[To do] Echo back every line unchanged, starting with the line that contains "the blue denim" and continuing down to the end of the records below, including both the first and the last line.
── Records supplied
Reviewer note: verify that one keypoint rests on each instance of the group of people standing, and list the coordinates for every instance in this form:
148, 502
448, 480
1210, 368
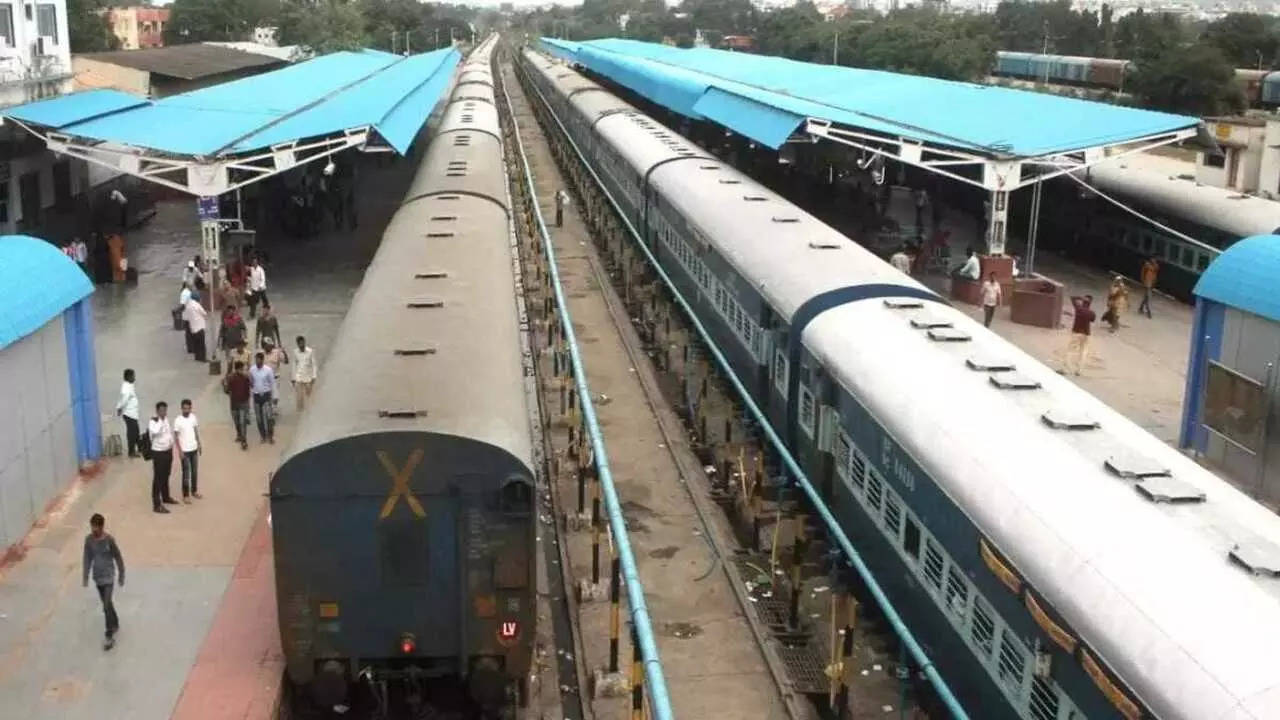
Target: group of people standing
164, 440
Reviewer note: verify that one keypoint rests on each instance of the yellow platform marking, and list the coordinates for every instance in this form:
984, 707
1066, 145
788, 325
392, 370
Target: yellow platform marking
400, 483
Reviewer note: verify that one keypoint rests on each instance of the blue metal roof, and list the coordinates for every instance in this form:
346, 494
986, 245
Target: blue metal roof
1246, 277
767, 98
36, 283
321, 96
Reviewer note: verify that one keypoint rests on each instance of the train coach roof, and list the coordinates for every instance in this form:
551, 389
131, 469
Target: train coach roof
767, 99
1151, 572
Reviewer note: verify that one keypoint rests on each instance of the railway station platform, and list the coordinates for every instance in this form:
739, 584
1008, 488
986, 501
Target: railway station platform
197, 624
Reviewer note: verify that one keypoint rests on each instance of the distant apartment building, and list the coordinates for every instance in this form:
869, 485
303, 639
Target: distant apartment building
138, 27
35, 63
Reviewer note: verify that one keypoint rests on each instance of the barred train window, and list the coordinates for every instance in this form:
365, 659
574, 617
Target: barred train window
844, 454
983, 629
1043, 701
1013, 661
780, 372
892, 514
958, 592
874, 490
807, 410
933, 564
859, 468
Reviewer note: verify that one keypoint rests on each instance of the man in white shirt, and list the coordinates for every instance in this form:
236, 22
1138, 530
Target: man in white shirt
196, 318
160, 436
901, 260
119, 199
972, 268
81, 254
127, 409
186, 428
305, 370
261, 379
991, 299
256, 286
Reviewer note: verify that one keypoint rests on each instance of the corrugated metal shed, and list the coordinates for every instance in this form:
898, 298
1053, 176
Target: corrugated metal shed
186, 62
327, 95
36, 283
773, 96
1246, 276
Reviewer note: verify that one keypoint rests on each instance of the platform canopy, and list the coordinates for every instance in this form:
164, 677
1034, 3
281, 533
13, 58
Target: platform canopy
225, 136
1015, 136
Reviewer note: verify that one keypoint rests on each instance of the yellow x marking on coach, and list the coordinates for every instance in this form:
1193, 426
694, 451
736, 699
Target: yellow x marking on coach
400, 483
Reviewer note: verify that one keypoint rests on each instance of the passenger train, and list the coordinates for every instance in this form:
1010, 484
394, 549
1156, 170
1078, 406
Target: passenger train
1057, 561
403, 511
1260, 87
1072, 218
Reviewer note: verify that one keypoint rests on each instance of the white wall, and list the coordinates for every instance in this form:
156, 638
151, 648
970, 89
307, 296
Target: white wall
37, 434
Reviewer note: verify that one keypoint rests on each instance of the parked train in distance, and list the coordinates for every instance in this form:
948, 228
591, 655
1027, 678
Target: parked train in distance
1260, 87
1056, 561
403, 513
1075, 220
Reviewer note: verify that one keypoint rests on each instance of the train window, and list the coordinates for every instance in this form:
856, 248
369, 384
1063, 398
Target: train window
1045, 700
1013, 661
516, 497
874, 490
933, 563
912, 538
958, 592
807, 410
892, 514
780, 372
982, 630
858, 466
844, 454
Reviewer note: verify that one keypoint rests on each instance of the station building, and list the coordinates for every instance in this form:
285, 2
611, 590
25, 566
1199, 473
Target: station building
1234, 368
50, 425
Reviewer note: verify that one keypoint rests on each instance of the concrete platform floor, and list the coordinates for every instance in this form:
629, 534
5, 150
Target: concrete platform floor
179, 565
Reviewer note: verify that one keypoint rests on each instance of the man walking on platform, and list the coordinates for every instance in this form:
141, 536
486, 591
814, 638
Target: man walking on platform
256, 286
991, 297
160, 436
268, 327
1150, 272
186, 427
238, 390
305, 370
127, 408
263, 383
1078, 349
101, 560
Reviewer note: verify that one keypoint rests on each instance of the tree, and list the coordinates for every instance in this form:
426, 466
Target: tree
324, 26
199, 21
1196, 81
88, 28
1247, 40
1143, 36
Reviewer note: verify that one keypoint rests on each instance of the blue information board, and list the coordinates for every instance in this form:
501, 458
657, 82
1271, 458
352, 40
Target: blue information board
206, 208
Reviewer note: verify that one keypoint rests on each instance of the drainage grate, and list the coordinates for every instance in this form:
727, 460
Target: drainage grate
804, 666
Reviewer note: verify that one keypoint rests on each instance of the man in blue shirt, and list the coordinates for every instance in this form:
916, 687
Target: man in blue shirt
263, 384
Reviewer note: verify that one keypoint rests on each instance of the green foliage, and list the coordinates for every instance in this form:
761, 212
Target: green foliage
1033, 27
1196, 80
199, 21
88, 28
325, 26
1247, 40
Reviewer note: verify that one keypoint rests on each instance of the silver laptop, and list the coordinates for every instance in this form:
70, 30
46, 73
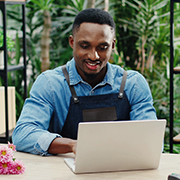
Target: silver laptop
118, 146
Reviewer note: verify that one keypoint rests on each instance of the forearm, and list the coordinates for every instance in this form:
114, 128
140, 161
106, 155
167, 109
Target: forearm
62, 145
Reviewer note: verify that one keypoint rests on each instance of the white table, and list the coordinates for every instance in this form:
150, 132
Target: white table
54, 168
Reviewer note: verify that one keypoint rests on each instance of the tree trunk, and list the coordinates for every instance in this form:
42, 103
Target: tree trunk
106, 2
45, 41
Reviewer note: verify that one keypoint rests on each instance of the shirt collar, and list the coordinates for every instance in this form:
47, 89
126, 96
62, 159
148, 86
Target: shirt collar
75, 78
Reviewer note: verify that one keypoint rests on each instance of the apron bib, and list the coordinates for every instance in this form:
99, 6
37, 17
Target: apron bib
108, 107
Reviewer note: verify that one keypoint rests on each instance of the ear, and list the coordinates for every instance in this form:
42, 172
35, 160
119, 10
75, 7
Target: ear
114, 43
71, 41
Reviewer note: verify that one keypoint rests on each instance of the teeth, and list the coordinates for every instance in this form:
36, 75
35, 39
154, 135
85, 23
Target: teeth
91, 64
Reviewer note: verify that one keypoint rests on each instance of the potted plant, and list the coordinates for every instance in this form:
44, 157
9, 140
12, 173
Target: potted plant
10, 46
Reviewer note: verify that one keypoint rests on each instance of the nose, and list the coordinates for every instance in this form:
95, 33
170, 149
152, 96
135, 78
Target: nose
93, 55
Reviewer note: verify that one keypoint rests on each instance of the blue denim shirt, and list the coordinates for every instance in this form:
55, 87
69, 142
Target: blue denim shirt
50, 97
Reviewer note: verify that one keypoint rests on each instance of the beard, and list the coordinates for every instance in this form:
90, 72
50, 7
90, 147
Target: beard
90, 77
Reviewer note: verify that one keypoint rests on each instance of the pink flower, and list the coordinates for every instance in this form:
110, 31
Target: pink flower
12, 146
8, 164
17, 168
6, 154
5, 167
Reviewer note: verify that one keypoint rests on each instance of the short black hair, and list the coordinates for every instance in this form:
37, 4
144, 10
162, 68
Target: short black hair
93, 15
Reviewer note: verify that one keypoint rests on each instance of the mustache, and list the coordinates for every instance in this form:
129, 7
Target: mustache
89, 60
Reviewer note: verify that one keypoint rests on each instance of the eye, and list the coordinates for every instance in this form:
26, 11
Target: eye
103, 47
84, 46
────
[Written answer]
Reviewer note: verify that one keypoint rests on each instance of the blue denim shirt, and list the coordinates for every instance in this form:
55, 87
69, 142
Target: blue denim shirt
50, 97
Reviewer note: verify that one keypoint rests on each instance of the beard, and list the coordinates for every instance in this form:
90, 72
50, 7
90, 147
Target: beard
90, 77
Reviewer note: verify that one keypoint rests on each instance of the pink flower, and list the coordinates for every instance in this form:
110, 31
Target: pink flower
12, 146
8, 164
17, 168
6, 154
5, 167
Reviewer note: verify that one keypoint rests on each instance of the short black hair, and list the coordinates for every instance in this form:
37, 4
144, 10
162, 68
Target: short black hair
93, 15
Reviewer note: verify that one keypoint rests on each instance of the mustache, and list the coordinates for every instance in this form:
129, 7
Target: mustache
89, 60
Reviewer note: verify that one keypoint rests on each instance of the eye, and list the coordinates for every instance in this form:
26, 11
Target: eye
103, 47
84, 46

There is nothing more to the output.